- Task requirements -
• a. According to the passage on mergers and acquisitions, what do surveys of senior executives identify as the primary motivation for such deals?
• b. Continue the passage on mergers and acquisitions from its final sentence.

- Passage to read -

>>>>

Why the enthusiasm for mergers and acquisitions? Surveys of senior executives have found a fairly consistent set of motivations:
• To create and exploit synergies (the primary motivation)
• To increase market share
• To protect markets by weakening or eliminating rivals
• To acquire products and/or technologies
• To strengthen the core business by expanding in areas of greatest competence
• To gain footholds in other countries or continents
• To achieve critical mass or competitive size
Unfortunately, a great majority of mergers and acquisitions fail to achieve their hoped-for benefits. Some estimates put the success rate at less than 20 percent. While commentators argue at length about the definition of success and the timescale over which it should be measured, the bottom line remains indisputable; far too few mergers and acquisitions deliver the sought-after profitability, market share, and increased company momentum in a sustainable, long-term way. On the other hand, there are also some notable success stories, such as ABB, Chemical/Manufacturer’s Hanover, Bank of America/Schwab, and GE Capital. So the question is, why do mergers and acquisitions work for some and not for others?

<<<<

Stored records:
>>>>

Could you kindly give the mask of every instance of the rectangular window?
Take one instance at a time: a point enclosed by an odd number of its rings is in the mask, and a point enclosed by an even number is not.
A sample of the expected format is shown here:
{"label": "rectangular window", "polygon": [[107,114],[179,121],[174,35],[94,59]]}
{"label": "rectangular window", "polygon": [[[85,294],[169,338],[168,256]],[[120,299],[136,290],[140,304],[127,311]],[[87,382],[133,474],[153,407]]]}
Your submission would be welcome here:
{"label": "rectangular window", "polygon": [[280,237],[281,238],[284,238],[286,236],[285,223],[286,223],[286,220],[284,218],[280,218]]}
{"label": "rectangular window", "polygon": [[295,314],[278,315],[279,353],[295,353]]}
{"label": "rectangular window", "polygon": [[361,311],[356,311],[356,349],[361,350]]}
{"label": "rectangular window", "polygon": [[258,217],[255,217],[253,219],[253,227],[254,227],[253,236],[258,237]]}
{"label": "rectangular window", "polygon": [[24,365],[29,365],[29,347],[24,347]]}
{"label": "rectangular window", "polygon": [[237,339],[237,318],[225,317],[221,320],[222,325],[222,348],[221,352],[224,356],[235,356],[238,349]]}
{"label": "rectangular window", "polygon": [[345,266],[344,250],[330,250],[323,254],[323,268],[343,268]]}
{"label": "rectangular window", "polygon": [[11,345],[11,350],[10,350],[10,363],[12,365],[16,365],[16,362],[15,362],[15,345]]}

<<<<

- Numbered answers -
• a. To create and exploit synergies.

• b.
The answers are of course complex. Mergers and acquisitions vary widely along a number of dimensions: company size and diversity; industry characteristics; overlap of products, markets, and customers; prior mergers- and-acquisitions experience of the parties; whether the takeover was hostile or friendly; relative performance strength of the acquired firm; and how much assimilation is desired or required.
Despite this variety and complexity, our experience as long-time observers of mergers and acquisitions – and as active participants in them and counselors to them – suggests that those that fail share one critical blind spot: they treat „synergy creation and exploitation“ as a euphemism for cost-cutting. By focusing too exclusively on costs, they minimize – or defer until too late – the human and cultural dimensions of blending two entities into one seamless, growth-oriented business.
After all, organizations are basically collections of people sharing a common purpose, one or more locations, and other resources such as money, equipment, and common processes. Still, many business managers persist in believing that the latter assets are the „real“ organization, while the people are only the „soft side“ of the equation. But how „soft“ are the people issues if they can bring an otherwise „perfect“ merger-integration effort to its knees – as evidenced in recent press coverage of major transatlantic mergers in the pharmaceutical industry. A recent Forbes 500 study asked CEOs why merger synergies are not achieved: first in their list of „failure factors“ was „incompatible cultures,“ and three of the top six factors were culture-related.
In this article we examine the human and cultural aspect of the merger experience and suggest a process and key principles with which companies involved in mergers or acquisitions can greatly increase the odds of creating an organization capable of synergistic growth.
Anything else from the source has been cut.